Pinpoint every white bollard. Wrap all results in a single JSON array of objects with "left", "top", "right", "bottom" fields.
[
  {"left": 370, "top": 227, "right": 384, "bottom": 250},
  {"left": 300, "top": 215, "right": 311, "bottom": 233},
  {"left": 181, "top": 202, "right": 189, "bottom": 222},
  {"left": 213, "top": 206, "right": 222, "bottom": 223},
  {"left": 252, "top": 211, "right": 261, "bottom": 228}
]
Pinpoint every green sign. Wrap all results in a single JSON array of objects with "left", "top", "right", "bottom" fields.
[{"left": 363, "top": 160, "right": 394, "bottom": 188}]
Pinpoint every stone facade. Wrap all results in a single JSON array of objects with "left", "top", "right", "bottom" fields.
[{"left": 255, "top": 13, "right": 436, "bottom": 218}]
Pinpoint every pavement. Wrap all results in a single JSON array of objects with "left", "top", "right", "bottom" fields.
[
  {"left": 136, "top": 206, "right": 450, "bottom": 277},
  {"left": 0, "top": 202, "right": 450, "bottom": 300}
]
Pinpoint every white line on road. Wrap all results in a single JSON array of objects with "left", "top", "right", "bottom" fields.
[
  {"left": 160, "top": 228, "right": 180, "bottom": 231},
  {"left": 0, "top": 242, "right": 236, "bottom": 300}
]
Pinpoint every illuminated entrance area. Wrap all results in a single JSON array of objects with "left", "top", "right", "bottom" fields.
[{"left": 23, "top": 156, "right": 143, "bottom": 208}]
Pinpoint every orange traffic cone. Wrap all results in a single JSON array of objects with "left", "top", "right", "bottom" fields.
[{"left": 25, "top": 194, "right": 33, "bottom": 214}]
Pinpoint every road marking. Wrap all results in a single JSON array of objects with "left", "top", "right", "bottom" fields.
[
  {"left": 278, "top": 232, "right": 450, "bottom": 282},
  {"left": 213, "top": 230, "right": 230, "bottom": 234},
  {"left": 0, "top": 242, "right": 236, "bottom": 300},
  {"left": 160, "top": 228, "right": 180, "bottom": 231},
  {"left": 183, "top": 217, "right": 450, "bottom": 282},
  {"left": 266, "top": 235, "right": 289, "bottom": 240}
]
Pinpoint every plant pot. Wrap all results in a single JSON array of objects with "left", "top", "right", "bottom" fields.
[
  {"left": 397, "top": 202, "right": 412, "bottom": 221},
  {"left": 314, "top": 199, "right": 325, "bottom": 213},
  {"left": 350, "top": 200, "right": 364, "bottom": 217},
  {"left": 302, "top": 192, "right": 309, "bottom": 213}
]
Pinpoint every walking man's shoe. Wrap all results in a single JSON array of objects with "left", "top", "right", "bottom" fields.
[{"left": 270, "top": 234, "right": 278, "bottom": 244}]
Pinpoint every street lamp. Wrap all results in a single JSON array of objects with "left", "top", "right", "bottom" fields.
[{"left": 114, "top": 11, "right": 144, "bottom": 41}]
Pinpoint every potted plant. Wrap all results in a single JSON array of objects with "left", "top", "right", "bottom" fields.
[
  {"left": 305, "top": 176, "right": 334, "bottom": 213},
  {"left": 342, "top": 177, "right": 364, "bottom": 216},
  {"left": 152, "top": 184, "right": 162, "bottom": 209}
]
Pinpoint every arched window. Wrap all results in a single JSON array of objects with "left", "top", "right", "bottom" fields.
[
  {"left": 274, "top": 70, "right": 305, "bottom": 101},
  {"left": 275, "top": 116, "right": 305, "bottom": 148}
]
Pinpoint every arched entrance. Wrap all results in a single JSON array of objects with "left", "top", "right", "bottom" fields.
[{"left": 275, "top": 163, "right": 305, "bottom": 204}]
-------
What you need to do:
Copy every one of the records above, keeping each line word for word.

Answer to the task:
Pinpoint every white bollard. Wrap all results in a single JSON array of objects with "left", "top", "right", "bottom" fields.
[
  {"left": 370, "top": 227, "right": 384, "bottom": 250},
  {"left": 300, "top": 215, "right": 311, "bottom": 233},
  {"left": 181, "top": 202, "right": 189, "bottom": 222},
  {"left": 213, "top": 206, "right": 222, "bottom": 223},
  {"left": 252, "top": 211, "right": 261, "bottom": 228}
]
Pinpoint every green sign. Wrap all results in a single JSON array of objects with "left", "top", "right", "bottom" fields.
[{"left": 363, "top": 160, "right": 394, "bottom": 188}]
Pinpoint every stone facade. Wrap all results in a single JSON array of objects with "left", "top", "right", "bottom" fields.
[{"left": 255, "top": 13, "right": 436, "bottom": 218}]
Pinpoint every pavement. Wrap all results in a single JSON array of objects with "left", "top", "right", "bottom" fields.
[
  {"left": 136, "top": 206, "right": 450, "bottom": 277},
  {"left": 0, "top": 202, "right": 450, "bottom": 300}
]
Pinpoint every white line on road. Wrap all results in a single JSON array of objects with "left", "top", "right", "bottom" fields.
[
  {"left": 160, "top": 228, "right": 180, "bottom": 231},
  {"left": 0, "top": 242, "right": 236, "bottom": 300}
]
Pinpoint every illuminated entrance area. Wrap all results in a single JSON array of objects with "left", "top", "right", "bottom" fields.
[{"left": 23, "top": 156, "right": 143, "bottom": 208}]
Pinpoint every orange traffic cone. Wrap all results in a single JSON array of objects with "left", "top", "right", "bottom" fields.
[{"left": 25, "top": 194, "right": 33, "bottom": 214}]
Pinpoint every road marking. Wrap all results in a single JSON array of objects with "left", "top", "right", "bottom" fields.
[
  {"left": 278, "top": 232, "right": 450, "bottom": 282},
  {"left": 213, "top": 230, "right": 230, "bottom": 234},
  {"left": 0, "top": 242, "right": 236, "bottom": 300},
  {"left": 160, "top": 228, "right": 180, "bottom": 231},
  {"left": 183, "top": 217, "right": 450, "bottom": 282},
  {"left": 266, "top": 235, "right": 289, "bottom": 240}
]
Pinpoint every plant pot. Wrap all results in a single JSON array of objects with "left", "top", "right", "bottom" fields.
[
  {"left": 397, "top": 202, "right": 412, "bottom": 221},
  {"left": 314, "top": 199, "right": 325, "bottom": 213},
  {"left": 350, "top": 200, "right": 364, "bottom": 217},
  {"left": 302, "top": 192, "right": 309, "bottom": 213}
]
Pinpoint every walking man's shoe. Wrap all results in a single JSON array of objects with "left", "top", "right", "bottom" fields.
[{"left": 270, "top": 234, "right": 278, "bottom": 244}]
Pinpoint every street lamp. Wrap all results in a single JSON array of objects with "left", "top", "right", "bottom" fields.
[{"left": 114, "top": 11, "right": 144, "bottom": 41}]
Pinpoint every potted plant. Wrap all results in a single JSON array of objects with "left", "top", "right", "bottom" fields.
[
  {"left": 305, "top": 176, "right": 334, "bottom": 213},
  {"left": 342, "top": 177, "right": 364, "bottom": 216},
  {"left": 152, "top": 184, "right": 162, "bottom": 209}
]
Pinpoint every arched window. Wrap all results in a single JSON array of objects with "left", "top", "right", "bottom" fields.
[
  {"left": 274, "top": 70, "right": 305, "bottom": 101},
  {"left": 275, "top": 116, "right": 305, "bottom": 148}
]
Pinpoint every arched entrance. Wrap all results in a single JSON array of objects with "left", "top", "right", "bottom" fields.
[{"left": 275, "top": 163, "right": 305, "bottom": 204}]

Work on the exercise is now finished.